EXERCISE DETAILS =
Continue the text on grading mental health along a number line, beginning after its final sentence.

DOCUMENT SECTION =
Start of Block

Although, consciousness is already propounded to be equal to 1, mental health is proposed to range on an inequality number line of -0.5 to +0.5.
-0.2 to + 0.2 are areas of near balance, with anything outside of those, within disorders, especially when they persist. Sadness, unhappiness, hurt, anger, hate, fear, panic, irritation, frustration, desperation can be assumed to be negative emotions [functions], which could be around -0.3 to 0, as features grade them.
When these emotions linger, that is, acted on longer by attention, arrays [for non-intent] or the principal spot, they may get to -0.4. Serious cases like major depression, anxiety, hallucinations, delirium and others may get into -0.45, during intense episodes.
Happiness, delight, curiosity, pleasure, rewards, anticipation, craving and so forth may range from 0 to +0.2, but with substance use, mania, echolalia, it may get up to +0.4.
-0.1 to +0.1 on the number line can be described as normal mental health, or good mood—not too happy or sad—but just fair balance
How do they all apply? There are numerous functions, with divisions and subdivisions. Qualifiers act on all of them, but some qualifiers take a chunk of the fraction, like they do for consciousness, to place or grade functions. This means that per instance about three or four qualifiers may have the largest influence on functions, for mental health.
It is with this that estimates can be developed to grade what is happening within, given how functions are tuned within the range of average or away—with cumulative duration.
A key usefulness of this scale could be for checks by the self and loved ones, for prodrome, to seek help immediately, against allowing something to fester, then perhaps get worse, before reaching out. It may also be useful to place counters, aside from measures. For example, if attention is too much on something, how can it be diverted? If there is no distribution to something in reality, how can there be some sensory input to bolster it?

End of Block

DATASET EXCERPTS =
Start of Block

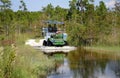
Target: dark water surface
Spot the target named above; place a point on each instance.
(86, 64)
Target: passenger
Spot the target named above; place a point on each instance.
(54, 28)
(49, 28)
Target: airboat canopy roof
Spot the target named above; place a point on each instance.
(53, 22)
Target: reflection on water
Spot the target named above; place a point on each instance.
(84, 64)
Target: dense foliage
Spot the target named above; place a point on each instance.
(86, 24)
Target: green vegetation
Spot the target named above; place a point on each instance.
(23, 62)
(85, 23)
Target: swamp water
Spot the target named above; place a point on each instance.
(86, 64)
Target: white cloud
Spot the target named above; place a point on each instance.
(110, 3)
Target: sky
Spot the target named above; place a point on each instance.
(37, 5)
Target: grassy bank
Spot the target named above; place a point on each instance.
(104, 49)
(24, 62)
(21, 61)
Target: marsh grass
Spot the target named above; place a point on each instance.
(30, 63)
(23, 61)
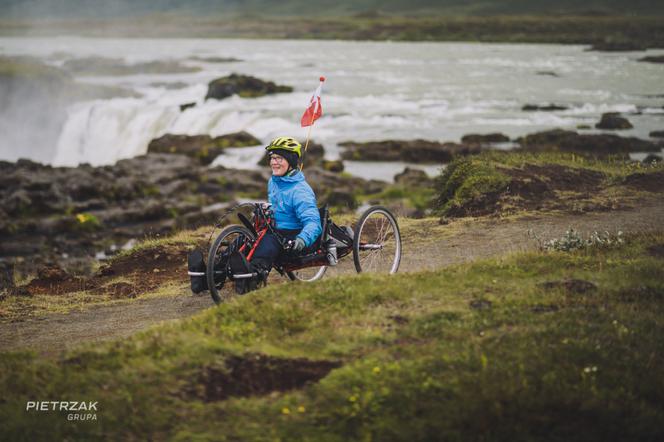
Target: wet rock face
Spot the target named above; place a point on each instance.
(48, 212)
(244, 86)
(202, 147)
(592, 144)
(417, 151)
(614, 121)
(57, 214)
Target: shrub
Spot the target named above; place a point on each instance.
(466, 181)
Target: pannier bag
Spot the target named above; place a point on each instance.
(196, 265)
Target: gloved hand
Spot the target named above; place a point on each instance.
(298, 244)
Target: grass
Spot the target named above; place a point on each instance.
(479, 351)
(637, 32)
(495, 182)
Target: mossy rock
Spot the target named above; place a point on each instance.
(243, 85)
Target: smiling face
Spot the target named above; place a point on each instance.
(278, 164)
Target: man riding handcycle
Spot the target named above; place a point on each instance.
(293, 236)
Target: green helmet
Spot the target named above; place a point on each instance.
(288, 144)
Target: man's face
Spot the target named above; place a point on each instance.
(278, 164)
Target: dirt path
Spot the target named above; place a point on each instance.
(467, 241)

End of Block

ANSWER TO THIS EXERCISE =
It will also be useful to reduce stigma, so that mechanistic understanding is scaled and support recommendation is normalized, against hidden self-harm or acting out against others. There are also cases of miscalculation, after calling for help, which the scale may be useful to assess—initially—from a distance, to explore a better approach, against certain outcomes.
The debate over how social media and smartphones may be affecting mental health can also be graded for instances of mood, defined by qualifiers.
Why is this scale plausible? The same can be asked about how the human mind works. There are several memories in the mind, but only a few come to attention or awareness per moment. Attention or less than attention [awareness] can be described as qualifiers of the memory of the moment. Several emotions or feelings are possible, yet only a few are presented—given situations—showing the roles of qualifiers, which could include intent or thick sets. There are cases where an individual is focused on something, then something else comes up and the previous thing is totally ignored—pointing to qualifiers moving away.
It is possible to have the memory of something in one moment result in trauma and no trauma, in another. This can be described as a qualification of distribution. If the trauma lingers, it may be attention on it—or the principal spot.
There could be cases of mental disorders where qualifiers are acting awry, or appear suspended, like the self, intent or awareness, resulting in cases of hallucination. This means that to calculate mental state, it is possible to know what qualifier is added or subtracted from the range, to estimate where the mind is—roughly.
This is conceptual and can be disseminated by AI, but directed as a step towards advancing from the current state, as well as possibility to use it for all the conditions in the DSM-5-TR.